- _Task requirements_
Each line from the one containing "[outline] cup-shaped fungus, every instance" through the last line of the material below is to be transcribed exactly, with nothing else included.

....

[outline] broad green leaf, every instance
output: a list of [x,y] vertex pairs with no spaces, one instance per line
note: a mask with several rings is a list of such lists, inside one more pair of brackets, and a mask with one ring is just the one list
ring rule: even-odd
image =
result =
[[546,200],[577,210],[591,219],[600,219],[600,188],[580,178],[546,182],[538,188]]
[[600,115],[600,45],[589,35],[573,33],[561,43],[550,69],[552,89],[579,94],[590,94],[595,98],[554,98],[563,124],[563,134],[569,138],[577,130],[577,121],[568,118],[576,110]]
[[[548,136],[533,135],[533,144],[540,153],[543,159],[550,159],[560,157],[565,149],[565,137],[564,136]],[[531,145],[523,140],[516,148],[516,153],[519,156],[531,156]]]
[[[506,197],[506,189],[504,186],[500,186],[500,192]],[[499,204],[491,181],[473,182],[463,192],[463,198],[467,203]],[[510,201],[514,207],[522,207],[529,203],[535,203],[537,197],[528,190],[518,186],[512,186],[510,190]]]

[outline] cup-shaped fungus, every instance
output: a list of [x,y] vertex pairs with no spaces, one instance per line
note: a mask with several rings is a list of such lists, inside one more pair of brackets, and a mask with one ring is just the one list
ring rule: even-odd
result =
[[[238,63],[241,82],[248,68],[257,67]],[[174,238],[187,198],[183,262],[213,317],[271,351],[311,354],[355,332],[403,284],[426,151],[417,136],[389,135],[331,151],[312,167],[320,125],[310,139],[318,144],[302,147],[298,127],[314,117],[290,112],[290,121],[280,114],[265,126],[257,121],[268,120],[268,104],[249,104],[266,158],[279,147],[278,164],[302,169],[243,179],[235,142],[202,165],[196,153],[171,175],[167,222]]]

....

- _Solution below_
[outline] cup-shaped fungus, every instance
output: a list of [x,y] vertex pairs with no spaces, one instance per line
note: a mask with several rings is a list of such lists, inside one more pair of brackets, and a mask with one ring is just the one list
ring rule: even-odd
result =
[[[238,63],[241,82],[248,68],[257,67]],[[174,238],[187,198],[183,262],[213,317],[271,351],[311,354],[355,332],[403,284],[426,151],[417,136],[389,135],[331,151],[312,167],[320,125],[310,139],[318,144],[302,147],[298,127],[314,117],[290,112],[290,121],[280,114],[265,126],[257,121],[268,120],[268,104],[249,104],[266,158],[279,147],[278,164],[302,169],[243,179],[235,142],[202,165],[196,153],[171,175],[167,222]]]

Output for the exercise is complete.